Enunciado da tarefa. Dê continuidade ao texto sobre a Medida Provisória 927, começando logo após a última frase apresentada.

Palácio do Planalto: com Medida Provisória, governo dá “carta branca” para ilegalidades cometidas antes da edição da norma
A Medida Provisória 927, que altera os contratos de trabalho por causa da pandemia do novo coronavírus, prevê a retroação das medidas anunciadas, o que é inconstitucional. O artigo 36 considera “convalidadas as medidas trabalhistas adotadas por empregadores que não contrariem o disposto nesta Medida Provisória, tomadas no período dos 30 dia anteriores à data de entrada em vigor desta Medida Provisória”.
Na verdade, são três os problemas com este único parágrafo. Primeiro, o ordenamento pátrio não aceita conceder caráter retroativo a norma legal. Segundo, o período de 30 dias de retroação alcança dias em que ainda não tinha sido registrado o primeiro caso de contaminação por coronavírus no Brasil. E, por fim, a expressão “medidas trabalhistas” dá margem para conceder um “perdão” generalizado por toda e qualquer irregularidade cometida pelo empregador no mês anterior à edição da medida. Os três pontos foram apontados pelo advogado Rafael Carneiro em uma ação direta de inconstitucionalidade apresentada pelo Partido Socialista Brasileiro (PSB) no Supremo Tribunal Federal.
Retroação – A possibilidade de retroação dos efeitos da medida fere o artigo 5º, XXXVI, que diz que “a lei não prejudicará o direito adquirido, o ato jurídico perfeito e a coisa julgada”. “Com efeito, a medida retira integralmente a segurança jurídica das relações de trabalho, concedendo ao empregador um “perdão” generalizado por toda e qualquer irregularidade cometida no último mês”, aponta o advogado na ADI. Em nota técnica, a Ordem dos Advogados do Brasil (OAB) também já tinha chamado a atenção para o mesmo ponto, conforme aponta outra ADI, ajuizada pela Rede. Para a OAB, trata-se de “uma aberrante tentativa de subtrair direitos adquiridos e atos jurídicos perfeitos da esfera do escrutínio judicial”.

Informações fornecidas.

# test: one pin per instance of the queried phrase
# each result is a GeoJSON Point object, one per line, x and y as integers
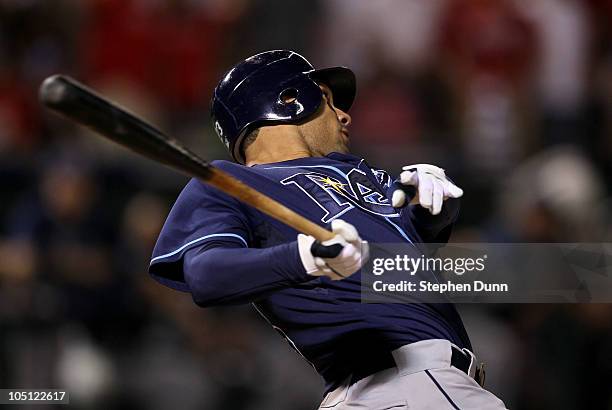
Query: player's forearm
{"type": "Point", "coordinates": [219, 276]}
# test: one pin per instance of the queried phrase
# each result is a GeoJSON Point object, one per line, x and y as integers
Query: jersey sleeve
{"type": "Point", "coordinates": [201, 216]}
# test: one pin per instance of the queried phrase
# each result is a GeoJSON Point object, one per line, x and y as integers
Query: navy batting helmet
{"type": "Point", "coordinates": [273, 87]}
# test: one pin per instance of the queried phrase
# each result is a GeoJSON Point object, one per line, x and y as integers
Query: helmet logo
{"type": "Point", "coordinates": [219, 132]}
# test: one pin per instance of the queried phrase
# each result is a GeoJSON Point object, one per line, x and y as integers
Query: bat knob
{"type": "Point", "coordinates": [53, 90]}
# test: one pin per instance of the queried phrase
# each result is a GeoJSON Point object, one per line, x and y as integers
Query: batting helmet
{"type": "Point", "coordinates": [273, 87]}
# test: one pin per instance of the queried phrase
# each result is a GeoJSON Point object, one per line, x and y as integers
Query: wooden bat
{"type": "Point", "coordinates": [82, 105]}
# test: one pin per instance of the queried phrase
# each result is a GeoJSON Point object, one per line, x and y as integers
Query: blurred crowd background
{"type": "Point", "coordinates": [512, 98]}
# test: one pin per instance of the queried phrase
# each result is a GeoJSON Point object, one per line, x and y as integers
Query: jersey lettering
{"type": "Point", "coordinates": [336, 197]}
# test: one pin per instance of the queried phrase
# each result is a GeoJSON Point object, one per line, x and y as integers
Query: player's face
{"type": "Point", "coordinates": [327, 131]}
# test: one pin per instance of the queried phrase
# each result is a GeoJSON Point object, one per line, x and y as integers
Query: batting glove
{"type": "Point", "coordinates": [431, 184]}
{"type": "Point", "coordinates": [337, 258]}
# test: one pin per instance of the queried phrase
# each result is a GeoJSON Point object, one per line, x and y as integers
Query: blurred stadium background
{"type": "Point", "coordinates": [513, 98]}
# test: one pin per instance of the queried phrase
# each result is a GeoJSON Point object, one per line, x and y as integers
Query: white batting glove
{"type": "Point", "coordinates": [432, 187]}
{"type": "Point", "coordinates": [337, 258]}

Exercício resolvido.
Início da pandemia – O primeiro caso de Covid-19 no Brasil foi confirmado em 25 de fevereiro deste ano. A Medida Provisória foi editada em 22 de março. “Logo, além de o prazo de 30 dias previsto na MP contemplar período em que sequer havia confirmação de casos do novo coronavírus no País, não é razoável supor que os empregadores implementaram medidas de resposta à pandemia imediatamente após a chegada da doença ao Brasil”, mostra Carneiro. Ou seja, o prazo estipulado na MP anistia irregularidades trabalhistas ocorridas fora do contexto da pandemia (que, aliás, foi decretada pela Organização Mundial da Saúde em 11 de março).
Expressão genérica – O terceiro problema apontado na ADI é o uso da expressão vaga “medidas trabalhistas”, que “pode abranger qualquer aspecto da relação de trabalho, desde férias, jornada extraordinária, editadas de segurança e saúde ocupacional”, o que impede trabalhadores de buscar a tutela judicial de seus direitos, ainda que esses não tenham relação com a crise de saúde vigente.